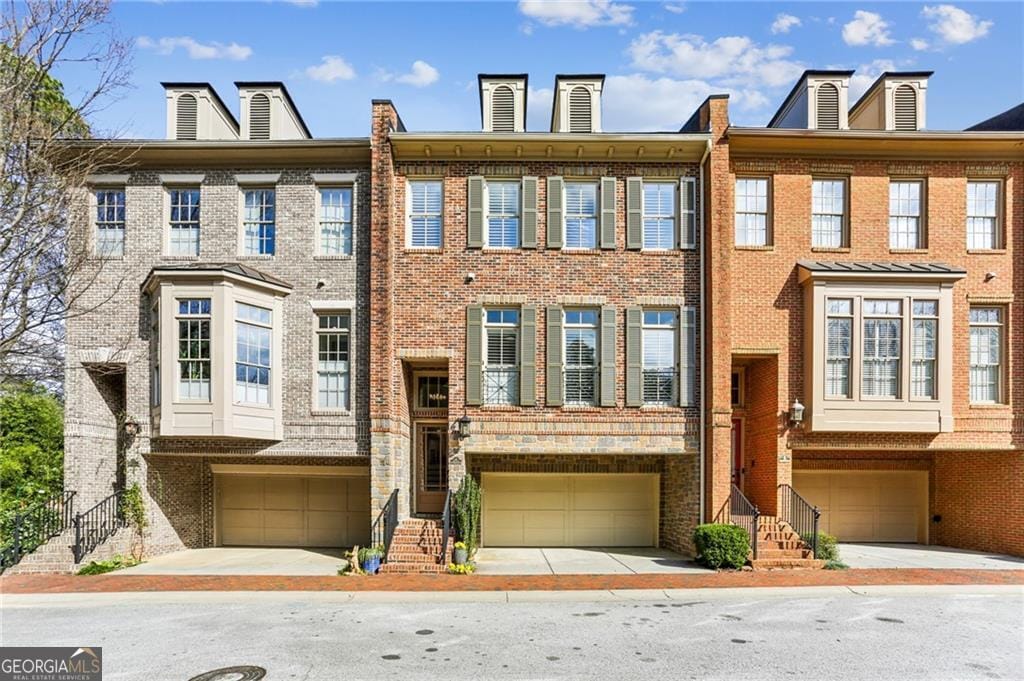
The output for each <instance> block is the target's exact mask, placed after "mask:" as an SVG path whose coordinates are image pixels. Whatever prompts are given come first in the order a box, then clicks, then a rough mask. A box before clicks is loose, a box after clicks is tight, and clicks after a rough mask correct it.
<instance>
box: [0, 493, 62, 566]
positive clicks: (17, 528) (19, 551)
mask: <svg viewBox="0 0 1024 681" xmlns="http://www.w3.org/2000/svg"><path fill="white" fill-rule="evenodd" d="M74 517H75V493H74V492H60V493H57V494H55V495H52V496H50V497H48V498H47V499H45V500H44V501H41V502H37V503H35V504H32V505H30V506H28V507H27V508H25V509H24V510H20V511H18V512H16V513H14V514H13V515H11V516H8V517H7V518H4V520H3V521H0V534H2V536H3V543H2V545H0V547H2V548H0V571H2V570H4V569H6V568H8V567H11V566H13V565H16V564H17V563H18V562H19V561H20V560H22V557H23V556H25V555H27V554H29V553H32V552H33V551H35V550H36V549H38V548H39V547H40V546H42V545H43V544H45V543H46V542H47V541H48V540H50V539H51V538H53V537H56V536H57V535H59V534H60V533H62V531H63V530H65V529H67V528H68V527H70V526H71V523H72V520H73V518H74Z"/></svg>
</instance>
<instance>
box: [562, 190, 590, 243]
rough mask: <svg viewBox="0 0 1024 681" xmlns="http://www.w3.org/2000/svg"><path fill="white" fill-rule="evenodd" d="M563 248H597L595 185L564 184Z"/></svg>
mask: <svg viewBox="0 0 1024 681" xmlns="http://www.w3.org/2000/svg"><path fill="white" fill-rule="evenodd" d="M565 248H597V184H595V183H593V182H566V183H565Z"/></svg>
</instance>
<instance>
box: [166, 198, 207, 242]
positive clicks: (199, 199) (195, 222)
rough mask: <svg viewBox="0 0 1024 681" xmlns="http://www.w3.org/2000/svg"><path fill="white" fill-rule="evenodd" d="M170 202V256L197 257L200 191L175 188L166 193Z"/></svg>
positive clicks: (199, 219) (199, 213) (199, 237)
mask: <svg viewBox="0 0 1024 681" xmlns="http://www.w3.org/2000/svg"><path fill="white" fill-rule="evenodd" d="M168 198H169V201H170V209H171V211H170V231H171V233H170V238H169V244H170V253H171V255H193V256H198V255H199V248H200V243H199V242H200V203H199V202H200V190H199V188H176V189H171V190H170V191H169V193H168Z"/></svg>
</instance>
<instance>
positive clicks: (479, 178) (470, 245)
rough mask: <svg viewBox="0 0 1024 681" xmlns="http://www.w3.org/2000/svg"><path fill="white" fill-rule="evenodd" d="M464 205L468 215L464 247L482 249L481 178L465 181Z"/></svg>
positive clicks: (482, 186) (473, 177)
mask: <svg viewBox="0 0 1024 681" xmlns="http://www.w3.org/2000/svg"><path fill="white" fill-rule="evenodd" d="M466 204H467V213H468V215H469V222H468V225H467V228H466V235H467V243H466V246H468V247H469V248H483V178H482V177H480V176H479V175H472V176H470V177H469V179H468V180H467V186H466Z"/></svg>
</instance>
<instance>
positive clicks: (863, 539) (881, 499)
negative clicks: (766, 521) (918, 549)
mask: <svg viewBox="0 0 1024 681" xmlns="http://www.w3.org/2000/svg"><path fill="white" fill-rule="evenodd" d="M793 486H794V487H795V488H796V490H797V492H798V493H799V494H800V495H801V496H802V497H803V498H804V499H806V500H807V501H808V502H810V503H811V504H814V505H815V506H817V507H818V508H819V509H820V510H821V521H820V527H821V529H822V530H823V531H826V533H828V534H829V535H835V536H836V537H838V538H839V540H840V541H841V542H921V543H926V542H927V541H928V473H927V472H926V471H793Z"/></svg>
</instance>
******
*Problem to solve*.
Print exactly the lines of the listing above starting at the line containing "positive clicks: (482, 186) (473, 177)" and ending at the line containing "positive clicks: (863, 539) (881, 499)", both included.

*Your response*.
positive clicks: (482, 186) (473, 177)
mask: <svg viewBox="0 0 1024 681" xmlns="http://www.w3.org/2000/svg"><path fill="white" fill-rule="evenodd" d="M466 204H467V213H468V215H469V222H468V225H467V228H466V235H467V243H466V246H468V247H469V248H483V178H482V177H480V176H479V175H472V176H470V177H469V179H468V180H467V186H466Z"/></svg>
</instance>
<instance>
positive clicks: (863, 539) (881, 499)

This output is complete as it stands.